## What to work on
Decide whether each statement agrees with the passage below on identifying TG patients, answering yes or no and quoting the deciding words from it: 1. Chyten-Brennan and colleagues confirmed 84% of patients after manual chart review. 2. Foer and colleagues found that diagnosis codes alone identified almost 90% of patients. 3. Wolfe et al. and Alpert et al. found the highest proportion of TG patients through diagnosis codes alone.

## Source passage
# # # #

Chyten-Brennan and colleagues created a CP to identify TG patients (n=213) among people living with HIV through the Montefiore Health System in New York City from 1997 to 2017.23 Their CP contained: 1) ICD-9 or ICD-10 diagnosis codes; 2) gender-affirming medications; 3) key text-strings, and 4) gender identity variables (e.g., yes/no field for TG). After manual chart review to validate TG status, they were able to confirm 84% of patients (PPV). Only 13.5% were identified through ICD-9 or ICD-10 diagnosis codes alone, while 60% were found from multiple categories. They were not able to confirm the TG status of 22% of those found only through ICD-9 or ICD-10 diagnosis codes. However, they were able to accurately identify 15% of TG patients through HIV-funding related gender identity data, which is not found in other EHR-based algorithms. Without this data, they would have differentially misclassified a large portion of TG people, which would lead to biased estimates.
EHR data was able to overcome the key limitation of validation for claims data by having access to conduct manual chart reviews, as well as self-reported gender identity when the data was collected and available. Similar to claim-based CPs, the strongest CPs in EHR data contained diagnosis codes accompanied by other information, which for EHR data was key text-strings relevant to TG status. If key text-strings were available, the PPV of the CP has the potential to be 100%.13 In terms of algorithm components to identify TG patients, Wolfe et. al and Alpert et. al were able to find the highest proportion of TG patients through diagnosis codes alone.21,22 However, Chyten-Brennan and colleagues were only able to identify 13.5% of TG patients through diagnosis codes, and Foer and colleagues found that key text-strings were able to identify almost 90% of patients.20,23 Additionally, Chyten-Brennan and colleagues access to self-reported gender identity data added a large amount of TG patients that would have otherwise been classified as cisgender through their medical records alone.

# # # #

## Records provided
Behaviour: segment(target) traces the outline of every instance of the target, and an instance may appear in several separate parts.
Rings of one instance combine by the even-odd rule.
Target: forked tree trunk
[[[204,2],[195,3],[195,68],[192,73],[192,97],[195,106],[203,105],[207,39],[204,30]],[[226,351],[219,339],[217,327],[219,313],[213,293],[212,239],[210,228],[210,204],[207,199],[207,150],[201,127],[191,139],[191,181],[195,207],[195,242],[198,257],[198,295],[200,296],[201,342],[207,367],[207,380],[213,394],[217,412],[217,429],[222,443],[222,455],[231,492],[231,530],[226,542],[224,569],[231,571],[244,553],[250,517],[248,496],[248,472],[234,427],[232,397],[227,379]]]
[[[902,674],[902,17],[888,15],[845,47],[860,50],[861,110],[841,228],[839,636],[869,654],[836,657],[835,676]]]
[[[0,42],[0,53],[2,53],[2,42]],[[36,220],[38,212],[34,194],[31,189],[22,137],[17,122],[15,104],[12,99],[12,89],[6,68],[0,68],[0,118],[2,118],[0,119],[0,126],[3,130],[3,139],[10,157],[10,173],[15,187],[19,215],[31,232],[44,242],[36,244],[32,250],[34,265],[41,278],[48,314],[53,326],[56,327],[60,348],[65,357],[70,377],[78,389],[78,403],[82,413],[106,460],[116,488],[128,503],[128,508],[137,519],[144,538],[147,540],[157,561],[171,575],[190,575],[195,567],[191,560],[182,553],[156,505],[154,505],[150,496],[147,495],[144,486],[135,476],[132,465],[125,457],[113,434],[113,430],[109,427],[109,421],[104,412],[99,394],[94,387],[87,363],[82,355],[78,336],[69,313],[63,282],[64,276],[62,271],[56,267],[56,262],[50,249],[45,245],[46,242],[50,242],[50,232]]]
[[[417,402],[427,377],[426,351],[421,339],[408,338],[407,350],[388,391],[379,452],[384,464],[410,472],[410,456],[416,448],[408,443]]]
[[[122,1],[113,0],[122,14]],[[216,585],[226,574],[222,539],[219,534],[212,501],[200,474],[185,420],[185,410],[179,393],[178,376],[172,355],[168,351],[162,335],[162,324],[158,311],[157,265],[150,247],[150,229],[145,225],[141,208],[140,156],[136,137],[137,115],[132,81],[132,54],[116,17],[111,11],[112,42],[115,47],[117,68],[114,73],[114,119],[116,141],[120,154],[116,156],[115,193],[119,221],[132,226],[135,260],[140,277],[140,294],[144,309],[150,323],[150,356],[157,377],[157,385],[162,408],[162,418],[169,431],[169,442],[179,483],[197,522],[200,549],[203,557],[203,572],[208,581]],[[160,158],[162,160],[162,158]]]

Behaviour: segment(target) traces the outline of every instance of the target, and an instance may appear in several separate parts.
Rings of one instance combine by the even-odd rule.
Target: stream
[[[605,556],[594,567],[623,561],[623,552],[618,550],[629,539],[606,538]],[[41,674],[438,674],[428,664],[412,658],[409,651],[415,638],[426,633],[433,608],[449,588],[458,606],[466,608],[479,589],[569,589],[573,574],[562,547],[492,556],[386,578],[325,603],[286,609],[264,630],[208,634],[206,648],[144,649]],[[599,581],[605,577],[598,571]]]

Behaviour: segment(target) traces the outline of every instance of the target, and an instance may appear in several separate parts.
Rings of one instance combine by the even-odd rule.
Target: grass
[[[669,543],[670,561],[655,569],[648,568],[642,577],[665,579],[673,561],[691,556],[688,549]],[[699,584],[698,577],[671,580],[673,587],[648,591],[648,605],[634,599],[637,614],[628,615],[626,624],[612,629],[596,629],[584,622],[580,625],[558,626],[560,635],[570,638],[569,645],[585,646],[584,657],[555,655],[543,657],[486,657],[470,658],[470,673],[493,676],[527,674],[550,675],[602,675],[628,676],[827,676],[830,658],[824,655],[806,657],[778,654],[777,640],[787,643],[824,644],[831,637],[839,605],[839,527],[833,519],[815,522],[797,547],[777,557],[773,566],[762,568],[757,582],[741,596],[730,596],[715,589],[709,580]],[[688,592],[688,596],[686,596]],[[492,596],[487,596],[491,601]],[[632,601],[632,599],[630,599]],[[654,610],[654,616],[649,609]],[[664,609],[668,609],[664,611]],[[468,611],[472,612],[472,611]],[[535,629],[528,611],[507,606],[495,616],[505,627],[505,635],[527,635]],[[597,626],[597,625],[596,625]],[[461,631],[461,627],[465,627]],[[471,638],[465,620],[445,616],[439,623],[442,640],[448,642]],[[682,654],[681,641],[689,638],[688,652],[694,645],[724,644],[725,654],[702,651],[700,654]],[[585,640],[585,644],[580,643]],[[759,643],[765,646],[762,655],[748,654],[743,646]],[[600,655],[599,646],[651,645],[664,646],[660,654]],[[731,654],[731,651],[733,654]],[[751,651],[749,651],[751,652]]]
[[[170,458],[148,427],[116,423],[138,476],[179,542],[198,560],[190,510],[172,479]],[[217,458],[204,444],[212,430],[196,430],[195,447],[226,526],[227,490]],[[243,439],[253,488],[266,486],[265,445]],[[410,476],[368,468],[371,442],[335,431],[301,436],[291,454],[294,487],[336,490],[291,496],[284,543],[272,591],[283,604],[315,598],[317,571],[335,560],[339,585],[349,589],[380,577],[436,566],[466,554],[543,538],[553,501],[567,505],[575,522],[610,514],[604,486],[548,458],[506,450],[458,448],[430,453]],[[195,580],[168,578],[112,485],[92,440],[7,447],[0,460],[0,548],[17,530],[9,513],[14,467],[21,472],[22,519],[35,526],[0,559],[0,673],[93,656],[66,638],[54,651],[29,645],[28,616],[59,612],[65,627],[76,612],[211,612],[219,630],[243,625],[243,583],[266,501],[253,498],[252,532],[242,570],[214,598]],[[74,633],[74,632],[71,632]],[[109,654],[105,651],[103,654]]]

# # # #

## Answer to the problem
1. Yes: "After manual chart review to validate TG status, they were able to confirm 84% of patients (PPV)."
2. No: "Foer and colleagues found that key text-strings were able to identify almost 90% of patients"
3. Yes: "Wolfe et. al and Alpert et. al were able to find the highest proportion of TG patients through diagnosis codes alone"